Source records
****************

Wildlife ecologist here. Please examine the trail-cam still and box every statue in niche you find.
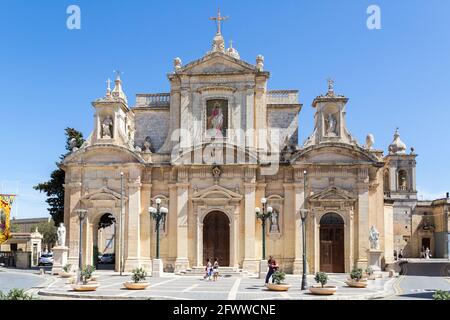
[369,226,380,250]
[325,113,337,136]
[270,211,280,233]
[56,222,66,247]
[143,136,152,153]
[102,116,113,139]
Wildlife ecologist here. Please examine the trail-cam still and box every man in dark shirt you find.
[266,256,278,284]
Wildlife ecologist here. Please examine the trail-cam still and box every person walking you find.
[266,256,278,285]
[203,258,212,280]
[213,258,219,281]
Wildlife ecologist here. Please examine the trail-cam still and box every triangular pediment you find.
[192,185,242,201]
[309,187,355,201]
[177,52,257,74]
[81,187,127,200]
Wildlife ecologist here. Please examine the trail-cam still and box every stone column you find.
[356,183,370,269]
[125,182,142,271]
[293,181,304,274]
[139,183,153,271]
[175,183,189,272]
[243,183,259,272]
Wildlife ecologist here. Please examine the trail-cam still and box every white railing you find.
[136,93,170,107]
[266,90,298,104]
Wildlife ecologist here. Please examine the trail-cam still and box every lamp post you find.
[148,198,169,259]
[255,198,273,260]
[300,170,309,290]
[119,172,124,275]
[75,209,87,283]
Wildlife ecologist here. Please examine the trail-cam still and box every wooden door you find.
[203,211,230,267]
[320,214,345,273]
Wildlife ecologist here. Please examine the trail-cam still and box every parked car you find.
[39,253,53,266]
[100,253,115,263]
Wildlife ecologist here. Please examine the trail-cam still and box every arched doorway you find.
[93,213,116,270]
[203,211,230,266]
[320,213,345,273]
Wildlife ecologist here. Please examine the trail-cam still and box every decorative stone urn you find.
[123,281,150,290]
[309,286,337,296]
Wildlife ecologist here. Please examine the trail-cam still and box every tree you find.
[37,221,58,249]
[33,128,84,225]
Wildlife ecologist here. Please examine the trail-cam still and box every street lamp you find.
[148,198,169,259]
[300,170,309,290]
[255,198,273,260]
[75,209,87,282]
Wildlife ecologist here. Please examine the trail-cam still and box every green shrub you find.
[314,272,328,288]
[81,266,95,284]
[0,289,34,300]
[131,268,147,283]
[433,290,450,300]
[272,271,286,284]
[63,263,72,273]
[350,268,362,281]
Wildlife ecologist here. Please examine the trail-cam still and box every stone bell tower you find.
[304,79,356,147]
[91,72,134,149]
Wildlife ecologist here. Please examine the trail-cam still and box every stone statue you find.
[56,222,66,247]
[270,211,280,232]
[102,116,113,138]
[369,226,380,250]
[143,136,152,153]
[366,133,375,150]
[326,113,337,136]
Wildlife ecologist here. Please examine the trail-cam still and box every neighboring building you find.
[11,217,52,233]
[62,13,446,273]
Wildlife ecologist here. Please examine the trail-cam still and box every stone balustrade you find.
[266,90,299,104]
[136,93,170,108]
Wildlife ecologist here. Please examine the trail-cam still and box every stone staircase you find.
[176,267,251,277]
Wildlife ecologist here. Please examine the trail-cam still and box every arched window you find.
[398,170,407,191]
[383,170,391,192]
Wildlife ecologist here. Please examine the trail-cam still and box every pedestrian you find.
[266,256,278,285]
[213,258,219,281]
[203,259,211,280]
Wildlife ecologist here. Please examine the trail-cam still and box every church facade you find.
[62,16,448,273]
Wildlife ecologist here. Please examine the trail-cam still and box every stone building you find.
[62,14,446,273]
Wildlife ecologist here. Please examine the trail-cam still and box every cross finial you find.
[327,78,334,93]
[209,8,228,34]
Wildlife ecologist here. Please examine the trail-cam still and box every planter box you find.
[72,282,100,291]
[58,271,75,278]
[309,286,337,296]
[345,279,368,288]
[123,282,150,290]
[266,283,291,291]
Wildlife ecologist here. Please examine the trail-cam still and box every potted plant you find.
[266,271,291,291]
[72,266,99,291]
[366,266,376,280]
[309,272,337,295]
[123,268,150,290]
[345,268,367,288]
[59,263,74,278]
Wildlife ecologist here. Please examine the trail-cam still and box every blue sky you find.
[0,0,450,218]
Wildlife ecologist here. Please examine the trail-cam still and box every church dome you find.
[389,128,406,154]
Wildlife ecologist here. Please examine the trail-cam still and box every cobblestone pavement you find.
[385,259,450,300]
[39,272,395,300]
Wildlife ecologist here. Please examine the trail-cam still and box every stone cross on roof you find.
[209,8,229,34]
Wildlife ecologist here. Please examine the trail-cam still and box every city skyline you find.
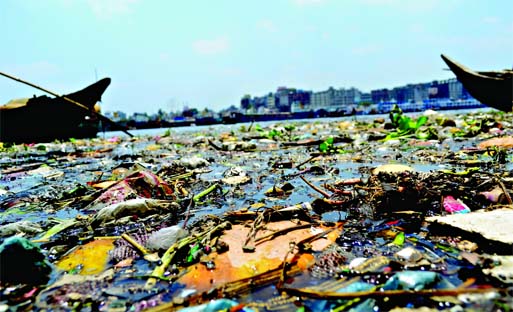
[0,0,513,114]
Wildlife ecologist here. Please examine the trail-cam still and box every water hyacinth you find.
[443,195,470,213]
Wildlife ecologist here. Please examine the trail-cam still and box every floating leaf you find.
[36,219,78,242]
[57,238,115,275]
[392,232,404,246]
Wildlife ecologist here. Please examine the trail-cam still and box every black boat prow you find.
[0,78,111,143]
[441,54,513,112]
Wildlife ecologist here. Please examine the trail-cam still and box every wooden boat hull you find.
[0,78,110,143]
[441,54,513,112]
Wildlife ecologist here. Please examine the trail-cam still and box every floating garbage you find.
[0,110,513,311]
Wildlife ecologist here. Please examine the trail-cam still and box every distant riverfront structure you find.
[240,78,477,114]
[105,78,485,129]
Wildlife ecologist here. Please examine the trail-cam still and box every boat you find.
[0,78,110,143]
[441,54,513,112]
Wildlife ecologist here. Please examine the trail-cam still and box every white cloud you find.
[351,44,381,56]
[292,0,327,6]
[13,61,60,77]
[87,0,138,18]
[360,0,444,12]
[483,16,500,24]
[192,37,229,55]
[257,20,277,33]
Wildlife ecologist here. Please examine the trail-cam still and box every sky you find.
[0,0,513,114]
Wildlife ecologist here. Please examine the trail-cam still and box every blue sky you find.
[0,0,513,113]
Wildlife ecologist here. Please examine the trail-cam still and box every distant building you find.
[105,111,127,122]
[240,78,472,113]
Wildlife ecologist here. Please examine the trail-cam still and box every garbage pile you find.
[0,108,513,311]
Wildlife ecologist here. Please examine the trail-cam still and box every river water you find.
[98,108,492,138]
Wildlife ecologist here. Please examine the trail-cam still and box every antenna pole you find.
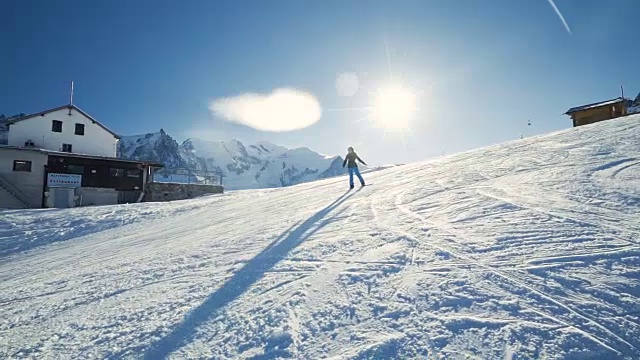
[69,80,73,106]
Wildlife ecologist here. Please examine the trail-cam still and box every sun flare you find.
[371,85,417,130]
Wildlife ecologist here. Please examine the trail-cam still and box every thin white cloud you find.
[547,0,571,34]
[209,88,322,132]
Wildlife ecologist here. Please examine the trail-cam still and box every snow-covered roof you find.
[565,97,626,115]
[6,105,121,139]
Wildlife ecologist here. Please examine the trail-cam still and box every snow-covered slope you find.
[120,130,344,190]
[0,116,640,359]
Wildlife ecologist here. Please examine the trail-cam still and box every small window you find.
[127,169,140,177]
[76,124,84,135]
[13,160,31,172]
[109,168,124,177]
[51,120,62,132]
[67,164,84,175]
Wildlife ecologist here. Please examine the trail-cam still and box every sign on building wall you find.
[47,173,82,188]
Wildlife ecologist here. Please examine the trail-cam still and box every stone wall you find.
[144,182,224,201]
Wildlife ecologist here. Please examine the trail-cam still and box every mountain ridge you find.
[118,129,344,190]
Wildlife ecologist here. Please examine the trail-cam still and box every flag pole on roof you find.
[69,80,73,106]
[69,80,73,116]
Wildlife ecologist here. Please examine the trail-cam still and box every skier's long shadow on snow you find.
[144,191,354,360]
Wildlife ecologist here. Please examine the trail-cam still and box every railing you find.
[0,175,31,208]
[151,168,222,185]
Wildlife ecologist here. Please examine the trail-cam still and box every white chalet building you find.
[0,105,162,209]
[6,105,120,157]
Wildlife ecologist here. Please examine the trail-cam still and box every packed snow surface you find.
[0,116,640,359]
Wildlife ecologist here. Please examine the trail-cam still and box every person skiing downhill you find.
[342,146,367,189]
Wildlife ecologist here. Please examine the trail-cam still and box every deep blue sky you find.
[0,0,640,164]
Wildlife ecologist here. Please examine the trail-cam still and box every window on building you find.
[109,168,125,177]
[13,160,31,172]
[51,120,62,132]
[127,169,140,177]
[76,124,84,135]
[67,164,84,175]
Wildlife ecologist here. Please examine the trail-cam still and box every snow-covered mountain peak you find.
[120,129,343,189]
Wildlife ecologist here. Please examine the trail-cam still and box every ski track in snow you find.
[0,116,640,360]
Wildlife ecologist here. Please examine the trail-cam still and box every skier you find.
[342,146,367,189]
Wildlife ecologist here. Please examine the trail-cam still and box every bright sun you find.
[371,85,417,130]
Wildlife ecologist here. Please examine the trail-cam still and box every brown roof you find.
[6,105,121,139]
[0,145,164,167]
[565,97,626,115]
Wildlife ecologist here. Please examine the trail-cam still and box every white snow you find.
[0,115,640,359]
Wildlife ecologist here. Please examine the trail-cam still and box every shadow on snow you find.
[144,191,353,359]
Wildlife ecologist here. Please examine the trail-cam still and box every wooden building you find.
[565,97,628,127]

****************

Stated problem >> Please copy out the lines of the material above word for word, beginning with the line containing "neighboring building you find." and continuing through the line containing "[62,16,448,273]", with both of those lines included.

In response >>
Wildlife ecologist here. Please examine the trail-cam still and box every neighboring building you find.
[11,217,52,233]
[62,13,446,273]
Wildlife ecologist here. Please examine the trail-cam still and box every stone balustrade you find.
[266,90,299,104]
[136,93,170,108]
Wildlife ecologist here. Please examine the trail-cam still and box every stone staircase you find.
[176,267,251,277]
Wildlife ecologist here. Please examine the trail-cam still and box every arched window you find.
[398,170,407,191]
[383,170,391,192]
Wildlife ecologist here. Please examine the trail-cam still and box every pedestrian you find.
[266,256,278,285]
[213,258,219,281]
[203,259,211,280]
Wildlife ecologist here. Please examine the trail-cam still and box every church facade you find.
[62,16,448,273]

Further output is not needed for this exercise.